Set tasks:
1. Do the following statements agree with the Hans Brinker text? For each, answer yes or no and quote the deciding words.
(a) The statue at Spaarndam was placed in 1950.
(b) The inscription beneath the statue is only in Dutch.
(c) Mary Mapes Dodge's novel gives the boy the name Hans Brinker.
2. Will you write out, word for word, the part of the Hans Brinker text starting at "The statue of" and ending at "that never was..."?

Another fact is that there was absolutely no dyke to be shown to the tourists: no dyke, no boy with a finger in it, no Hans Brinker. In order to please the American tourists, the Dutch Bureau for Tourism decided to place a statue of Hans Brinker at Spaarndam in 1950, made by Grada Rueb. In 1954 the Dutch author Margreet Bruijn rewrote the old story as Een nieuw verhaal naar het oude boek van Mary Mapes Dodge (illustrated by Maarten Oortwijn). For the first time now, the adventure is situated in Spaarndam, obviously because of the statue. The inscription beneath the statue is in Dutch and English (American spelling) and it reads:
Opgedragen aan onze jeugd als een huldeblijk aan de knaap die het symbool werd van de eeuwigdurende strijd van Nederland tegen het water.
Dedicated to our youth, to honor the boy who symbolizes the perpetual struggle of Holland against the water.

The statue of the boy with the finger in the dyke at Spaarndam, also known as Hans Brinker
Note the emphasis on the word 'symbolizes', because the story is not true and the story is not a popular folktale in the Netherlands. Furthermore, the name Hans Brinker is missing (because it isn’t there in Mary Mapes Dodge’s novel either). Still, thanks to the statue the American tourists can visit the Dutch hero that never was...

Stored records:
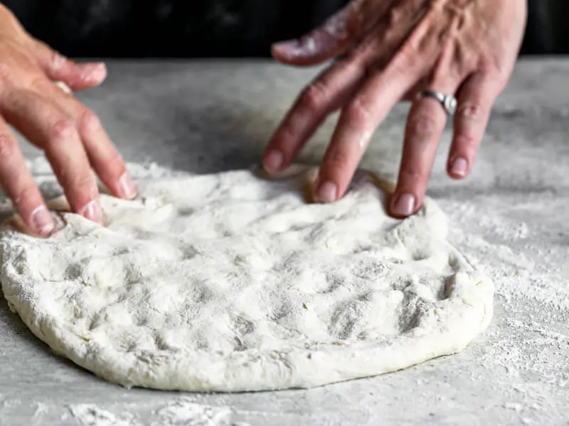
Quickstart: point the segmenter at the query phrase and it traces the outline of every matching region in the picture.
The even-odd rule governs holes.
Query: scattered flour
[[[129,413],[116,416],[95,404],[70,405],[69,410],[80,426],[140,426]]]

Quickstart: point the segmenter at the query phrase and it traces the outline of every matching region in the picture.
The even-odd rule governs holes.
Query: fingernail
[[[316,192],[316,198],[320,202],[334,202],[337,197],[338,187],[329,180],[320,185]]]
[[[282,165],[282,154],[280,151],[272,151],[265,157],[265,167],[270,172],[280,170]]]
[[[462,157],[459,157],[450,166],[450,173],[452,175],[464,178],[468,173],[468,162]]]
[[[119,178],[119,186],[122,192],[122,196],[125,198],[132,199],[137,196],[137,187],[128,170],[122,173]]]
[[[81,80],[102,81],[107,76],[107,67],[102,63],[85,64],[82,65]]]
[[[281,41],[272,45],[274,49],[287,56],[302,56],[314,54],[317,51],[316,40],[312,37],[304,37],[302,40]]]
[[[31,213],[31,222],[33,224],[33,231],[43,236],[48,236],[55,227],[51,213],[46,206],[36,207]]]
[[[101,221],[101,207],[99,203],[95,200],[89,202],[84,208],[82,214],[89,220],[95,222],[100,222]]]
[[[415,211],[415,197],[410,194],[396,196],[391,207],[391,212],[397,216],[410,216]]]

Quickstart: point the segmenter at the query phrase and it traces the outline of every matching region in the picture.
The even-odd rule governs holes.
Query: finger
[[[387,3],[351,1],[299,39],[275,43],[272,55],[280,62],[302,66],[344,55],[358,36],[366,33],[385,13]]]
[[[102,62],[77,64],[36,40],[32,40],[32,49],[46,75],[74,91],[97,86],[107,77],[107,67]]]
[[[395,60],[372,76],[343,109],[320,168],[317,200],[331,202],[343,195],[376,127],[418,80],[420,67],[402,72],[401,66]]]
[[[422,205],[437,147],[447,122],[442,106],[431,98],[416,100],[409,112],[397,187],[390,211],[407,217]]]
[[[286,168],[326,117],[356,89],[363,68],[349,60],[339,61],[300,94],[271,138],[263,164],[270,172]]]
[[[18,141],[0,117],[0,182],[28,228],[48,236],[55,222],[46,207],[33,178],[26,167]]]
[[[447,166],[451,178],[463,179],[472,170],[492,104],[503,87],[499,78],[479,73],[469,77],[461,87]]]
[[[120,156],[97,115],[73,97],[65,96],[49,82],[41,89],[75,122],[92,168],[111,192],[132,199],[137,189]]]
[[[73,119],[28,91],[7,91],[0,106],[11,124],[46,151],[73,211],[100,222],[98,190]]]

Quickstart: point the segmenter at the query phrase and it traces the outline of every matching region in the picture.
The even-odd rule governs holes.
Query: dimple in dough
[[[315,204],[314,174],[142,181],[136,200],[101,196],[105,226],[68,212],[47,239],[6,228],[4,295],[56,354],[159,389],[375,376],[459,352],[486,328],[492,283],[447,242],[432,200],[394,219],[361,173]]]

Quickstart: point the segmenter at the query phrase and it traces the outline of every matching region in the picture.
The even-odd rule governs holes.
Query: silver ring
[[[449,116],[454,115],[458,106],[458,101],[454,94],[447,94],[440,92],[432,90],[424,90],[419,93],[418,97],[432,97],[437,99],[439,103],[445,108],[445,111]]]

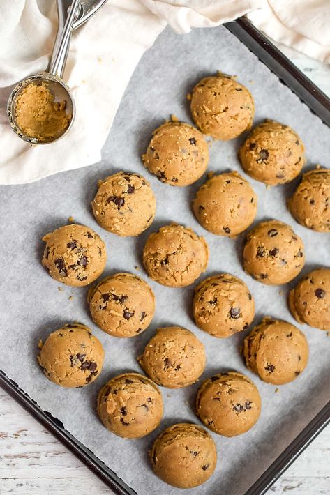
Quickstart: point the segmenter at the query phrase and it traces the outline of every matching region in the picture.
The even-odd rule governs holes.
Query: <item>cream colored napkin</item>
[[[167,24],[187,33],[249,13],[276,41],[330,61],[329,0],[108,0],[73,36],[64,74],[77,106],[72,129],[56,143],[31,146],[9,127],[6,105],[17,81],[47,66],[57,31],[54,3],[0,0],[2,184],[32,182],[99,161],[134,68]]]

Solutions for each task:
1.
(a) Yes: "decided to place a statue of Hans Brinker at Spaarndam in 1950"
(b) No: "The inscription beneath the statue is in Dutch and English (American spelling)"
(c) No: "the name Hans Brinker is missing (because it isn’t there in Mary Mapes Dodge’s novel either)"

2.
The statue of the boy with the finger in the dyke at Spaarndam, also known as Hans Brinker
Note the emphasis on the word 'symbolizes', because the story is not true and the story is not a popular folktale in the Netherlands. Furthermore, the name Hans Brinker is missing (because it isn’t there in Mary Mapes Dodge’s novel either). Still, thanks to the statue the American tourists can visit the Dutch hero that never was...